Even if you were fortunate enough to find work without a degree, pursuing your degree is still likely in your best interest in the long-term. Layoffs happen; a December 2025 Cybersecurity Talent & Workforce Shortage Stats report showed 1 in 4 professionals observed lay-offs within their cybersecurity teams. ISC2’s Cybersecurity Workforce Study reflects the same.

The Intangibles

There are - of course - any number of other benefits that come from pursuing a degree as well. A non-exhaustive list:

  • Recruitment; many employers look to universities for early-career talent, often in the form of internships (which may later convert to full-time employment after graduation). Landing these forms of work is what enables college students to bypass working for years in cyber-adjacent lines of work.
  • A peer network; most of your student cohort will likely go through and experience the same professional (and some personal) milestones as you age. This baked-in network is valuable to establish while you’re a student.
  • Novel research opportunities; depending on your institution, faculty may be involved with interesting and cutting-edge research. Becoming involved with their labs to co-author papers or lead presentations at conferences is a great differentiator.
  • Cross-disciplinary coursework; at least at the undergraduate level, most institutions require their degrees to involve some number of “general education” requirements which allows for an interdisciplinary education in areas like the law, business, politics, AI, machine learning, etc. These are topics you may not be formally exposed to in the workforce otherwise.
  • A dedicated learning environment; some people might take this for granted, but having a space and an instructor to pose questions is a huge. Compared to independently studying in-between work-shifts or other responsibilities, this is an incredible asset for learning the complicated topics that comprise cybersecurity.

What Type of Degree?

Given the aforementioned survey results, studying up to the bachelors level is preferable. An associates degree by itself puts you behind most of your peers in the professional space while a graduate degree - with few exceptions - has reduced return-on-investment (as less than a quarter of jobs even list a graduate degree as even “nice to have”).

» **Stored items from a collection**:
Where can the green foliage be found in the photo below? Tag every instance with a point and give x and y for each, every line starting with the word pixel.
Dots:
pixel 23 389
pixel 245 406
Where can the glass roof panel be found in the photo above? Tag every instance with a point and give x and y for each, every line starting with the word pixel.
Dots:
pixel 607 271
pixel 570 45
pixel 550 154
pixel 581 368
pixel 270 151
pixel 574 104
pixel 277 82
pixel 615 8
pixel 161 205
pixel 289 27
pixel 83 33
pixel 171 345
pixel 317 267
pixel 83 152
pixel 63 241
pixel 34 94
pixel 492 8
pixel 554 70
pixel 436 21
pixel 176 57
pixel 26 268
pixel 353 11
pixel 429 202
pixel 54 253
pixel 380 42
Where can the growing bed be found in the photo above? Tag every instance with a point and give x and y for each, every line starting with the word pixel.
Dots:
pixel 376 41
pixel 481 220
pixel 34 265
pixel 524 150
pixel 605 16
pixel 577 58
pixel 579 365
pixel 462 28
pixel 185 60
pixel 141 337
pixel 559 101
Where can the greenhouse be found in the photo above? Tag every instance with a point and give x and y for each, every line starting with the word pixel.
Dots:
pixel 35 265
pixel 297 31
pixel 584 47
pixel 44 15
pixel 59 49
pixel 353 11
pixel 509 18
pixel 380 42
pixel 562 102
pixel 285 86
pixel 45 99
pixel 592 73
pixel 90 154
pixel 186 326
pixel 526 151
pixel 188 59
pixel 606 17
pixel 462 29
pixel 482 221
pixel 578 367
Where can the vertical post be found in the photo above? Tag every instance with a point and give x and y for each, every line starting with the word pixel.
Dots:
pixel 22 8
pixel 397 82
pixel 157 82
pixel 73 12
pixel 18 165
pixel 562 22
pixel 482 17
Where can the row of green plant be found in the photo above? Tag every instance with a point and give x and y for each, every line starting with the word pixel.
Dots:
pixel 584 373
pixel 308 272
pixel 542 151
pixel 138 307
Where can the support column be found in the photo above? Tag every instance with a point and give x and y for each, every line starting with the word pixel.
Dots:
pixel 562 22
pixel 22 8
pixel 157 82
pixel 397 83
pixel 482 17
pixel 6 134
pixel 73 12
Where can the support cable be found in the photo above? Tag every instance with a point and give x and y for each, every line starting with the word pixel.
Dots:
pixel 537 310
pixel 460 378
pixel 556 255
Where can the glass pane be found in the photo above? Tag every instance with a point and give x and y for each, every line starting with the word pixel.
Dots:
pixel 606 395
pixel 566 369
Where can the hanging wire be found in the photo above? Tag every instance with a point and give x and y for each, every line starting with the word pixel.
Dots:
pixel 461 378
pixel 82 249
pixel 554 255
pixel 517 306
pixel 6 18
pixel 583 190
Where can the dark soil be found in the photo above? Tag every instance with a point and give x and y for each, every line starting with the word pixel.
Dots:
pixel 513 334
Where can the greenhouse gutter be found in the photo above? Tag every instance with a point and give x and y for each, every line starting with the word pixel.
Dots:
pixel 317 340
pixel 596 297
* * *
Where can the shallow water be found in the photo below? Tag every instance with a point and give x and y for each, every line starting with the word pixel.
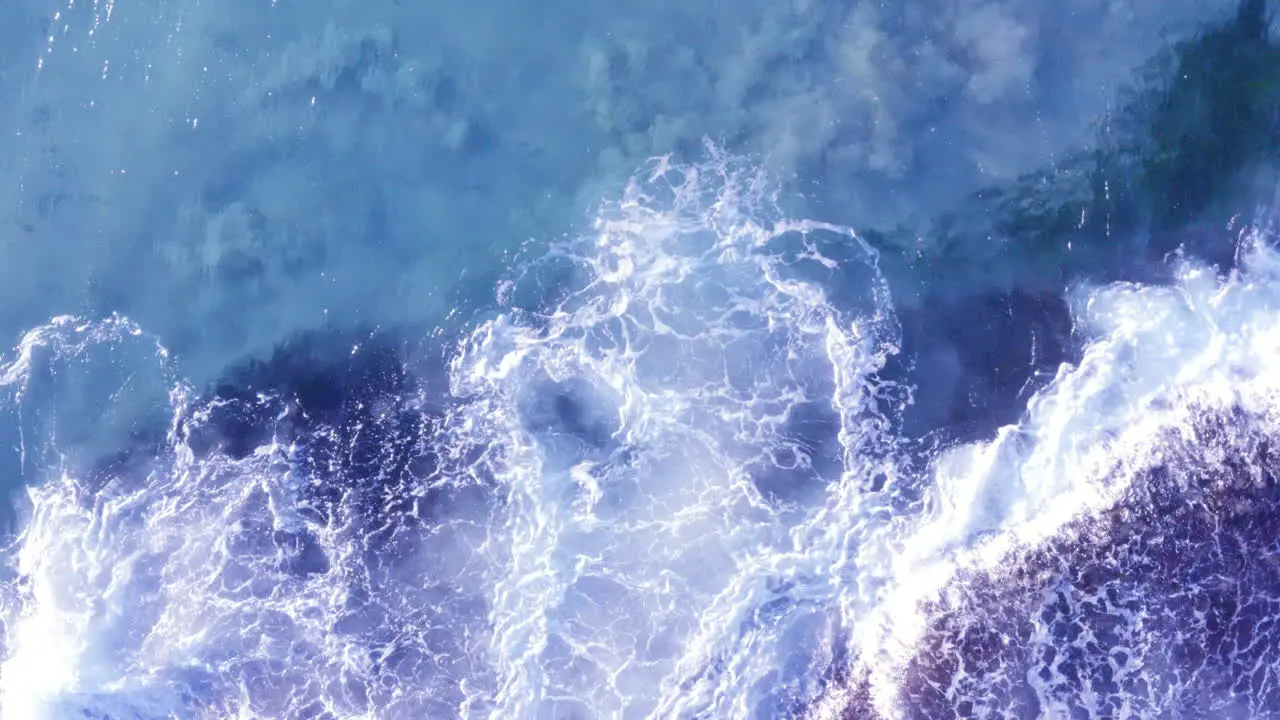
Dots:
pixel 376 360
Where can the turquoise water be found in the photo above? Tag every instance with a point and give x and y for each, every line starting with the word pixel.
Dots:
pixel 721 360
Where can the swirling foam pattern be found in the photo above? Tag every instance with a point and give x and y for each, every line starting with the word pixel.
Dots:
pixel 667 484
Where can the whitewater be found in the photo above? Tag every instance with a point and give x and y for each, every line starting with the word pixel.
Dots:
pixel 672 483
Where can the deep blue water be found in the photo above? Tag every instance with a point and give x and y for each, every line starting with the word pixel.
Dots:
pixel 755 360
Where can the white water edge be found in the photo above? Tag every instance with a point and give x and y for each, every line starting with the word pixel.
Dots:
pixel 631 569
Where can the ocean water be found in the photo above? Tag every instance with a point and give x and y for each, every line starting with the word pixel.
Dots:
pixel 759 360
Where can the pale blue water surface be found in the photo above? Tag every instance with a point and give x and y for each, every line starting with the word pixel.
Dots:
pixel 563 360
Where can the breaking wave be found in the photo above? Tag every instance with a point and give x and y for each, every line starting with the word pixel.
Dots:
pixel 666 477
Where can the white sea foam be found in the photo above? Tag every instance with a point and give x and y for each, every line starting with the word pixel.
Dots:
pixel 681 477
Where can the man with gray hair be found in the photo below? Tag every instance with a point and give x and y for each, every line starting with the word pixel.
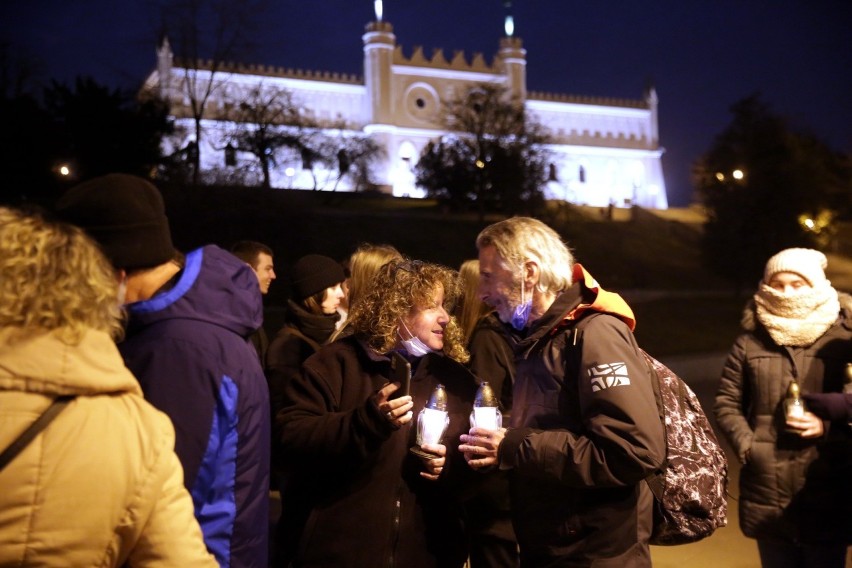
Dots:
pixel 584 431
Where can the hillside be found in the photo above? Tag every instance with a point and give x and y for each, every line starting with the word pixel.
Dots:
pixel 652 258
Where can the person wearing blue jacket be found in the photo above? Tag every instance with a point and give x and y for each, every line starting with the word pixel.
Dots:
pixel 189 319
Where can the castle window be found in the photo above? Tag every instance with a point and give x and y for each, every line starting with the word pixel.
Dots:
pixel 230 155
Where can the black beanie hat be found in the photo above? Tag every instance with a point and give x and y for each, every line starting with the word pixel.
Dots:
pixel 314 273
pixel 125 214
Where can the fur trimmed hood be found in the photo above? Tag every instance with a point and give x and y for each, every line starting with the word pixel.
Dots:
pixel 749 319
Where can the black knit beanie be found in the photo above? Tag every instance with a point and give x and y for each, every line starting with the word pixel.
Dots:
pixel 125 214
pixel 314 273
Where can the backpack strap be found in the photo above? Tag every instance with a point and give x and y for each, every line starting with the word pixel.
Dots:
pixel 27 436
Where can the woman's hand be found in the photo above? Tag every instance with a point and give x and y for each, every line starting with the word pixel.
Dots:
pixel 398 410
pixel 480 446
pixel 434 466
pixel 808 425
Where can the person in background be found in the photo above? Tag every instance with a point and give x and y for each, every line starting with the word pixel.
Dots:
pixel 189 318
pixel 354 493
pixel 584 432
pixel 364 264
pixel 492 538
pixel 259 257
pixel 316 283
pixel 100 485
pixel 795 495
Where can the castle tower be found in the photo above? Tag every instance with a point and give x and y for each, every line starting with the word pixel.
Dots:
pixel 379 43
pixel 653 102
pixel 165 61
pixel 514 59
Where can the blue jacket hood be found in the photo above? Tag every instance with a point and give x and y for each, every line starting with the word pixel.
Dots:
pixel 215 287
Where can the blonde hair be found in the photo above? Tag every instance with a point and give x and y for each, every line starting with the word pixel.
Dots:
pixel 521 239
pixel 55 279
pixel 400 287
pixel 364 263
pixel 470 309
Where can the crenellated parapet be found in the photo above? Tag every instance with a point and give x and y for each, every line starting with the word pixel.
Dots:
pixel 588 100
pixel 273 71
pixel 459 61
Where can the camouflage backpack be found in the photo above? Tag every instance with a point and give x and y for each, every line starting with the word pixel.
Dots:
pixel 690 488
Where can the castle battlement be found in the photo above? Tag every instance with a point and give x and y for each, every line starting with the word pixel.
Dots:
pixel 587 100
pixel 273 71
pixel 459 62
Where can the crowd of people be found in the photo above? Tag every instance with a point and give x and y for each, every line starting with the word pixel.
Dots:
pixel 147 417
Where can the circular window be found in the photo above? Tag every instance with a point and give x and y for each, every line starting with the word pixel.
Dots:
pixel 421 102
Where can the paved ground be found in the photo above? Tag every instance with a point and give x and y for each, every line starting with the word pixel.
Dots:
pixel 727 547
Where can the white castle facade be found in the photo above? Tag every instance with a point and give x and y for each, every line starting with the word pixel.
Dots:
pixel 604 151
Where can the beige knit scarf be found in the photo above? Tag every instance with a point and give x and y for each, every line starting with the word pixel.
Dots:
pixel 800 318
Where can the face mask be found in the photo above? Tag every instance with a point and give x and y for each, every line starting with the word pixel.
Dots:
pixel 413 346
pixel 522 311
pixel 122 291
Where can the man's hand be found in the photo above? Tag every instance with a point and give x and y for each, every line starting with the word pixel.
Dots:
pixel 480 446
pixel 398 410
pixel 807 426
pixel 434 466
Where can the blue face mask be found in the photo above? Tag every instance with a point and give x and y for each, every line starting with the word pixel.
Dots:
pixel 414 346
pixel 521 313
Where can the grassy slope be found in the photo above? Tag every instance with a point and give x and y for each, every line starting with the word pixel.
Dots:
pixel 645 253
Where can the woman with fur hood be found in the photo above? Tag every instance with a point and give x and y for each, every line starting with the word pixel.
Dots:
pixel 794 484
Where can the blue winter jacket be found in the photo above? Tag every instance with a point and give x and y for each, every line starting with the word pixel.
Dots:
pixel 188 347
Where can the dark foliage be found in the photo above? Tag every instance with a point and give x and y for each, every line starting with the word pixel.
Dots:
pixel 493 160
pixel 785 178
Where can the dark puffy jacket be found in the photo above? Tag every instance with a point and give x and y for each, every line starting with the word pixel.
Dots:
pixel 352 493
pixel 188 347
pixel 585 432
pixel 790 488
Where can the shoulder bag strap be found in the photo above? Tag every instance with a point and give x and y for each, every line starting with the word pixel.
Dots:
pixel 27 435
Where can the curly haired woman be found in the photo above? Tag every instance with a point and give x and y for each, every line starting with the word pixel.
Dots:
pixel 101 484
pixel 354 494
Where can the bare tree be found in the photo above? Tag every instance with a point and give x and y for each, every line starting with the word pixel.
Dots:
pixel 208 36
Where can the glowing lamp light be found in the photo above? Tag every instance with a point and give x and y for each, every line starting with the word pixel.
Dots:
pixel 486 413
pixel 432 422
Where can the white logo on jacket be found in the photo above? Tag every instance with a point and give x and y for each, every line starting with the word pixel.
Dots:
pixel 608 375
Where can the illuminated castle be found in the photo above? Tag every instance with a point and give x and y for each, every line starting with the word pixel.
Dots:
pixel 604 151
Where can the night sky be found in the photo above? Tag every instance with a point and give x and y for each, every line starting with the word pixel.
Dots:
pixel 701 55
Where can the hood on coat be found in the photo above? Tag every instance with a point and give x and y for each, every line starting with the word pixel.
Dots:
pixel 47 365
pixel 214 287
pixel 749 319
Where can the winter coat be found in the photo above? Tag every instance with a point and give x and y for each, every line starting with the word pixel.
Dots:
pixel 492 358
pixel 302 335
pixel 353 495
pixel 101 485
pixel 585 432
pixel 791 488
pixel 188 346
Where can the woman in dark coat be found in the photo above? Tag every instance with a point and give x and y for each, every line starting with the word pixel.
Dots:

» **Set tasks**:
1) Extract the part of the passage on pursuing a degree that starts at "There are - of" and ends at "lines of work.", without changing a word.
2) In the listing, copy the lines starting at the one containing "Where can the beige" and ending at the one containing "pixel 800 318", with both of those lines included. Reproduce them without any change.

» **Final results**:
1)
There are - of course - any number of other benefits that come from pursuing a degree as well. A non-exhaustive list:

  • Recruitment; many employers look to universities for early-career talent, often in the form of internships (which may later convert to full-time employment after graduation). Landing these forms of work is what enables college students to bypass working for years in cyber-adjacent lines of work.

2)
Where can the beige knit scarf be found in the photo above? Tag every instance with a point and give x and y for each, every line starting with the word pixel.
Dots:
pixel 800 318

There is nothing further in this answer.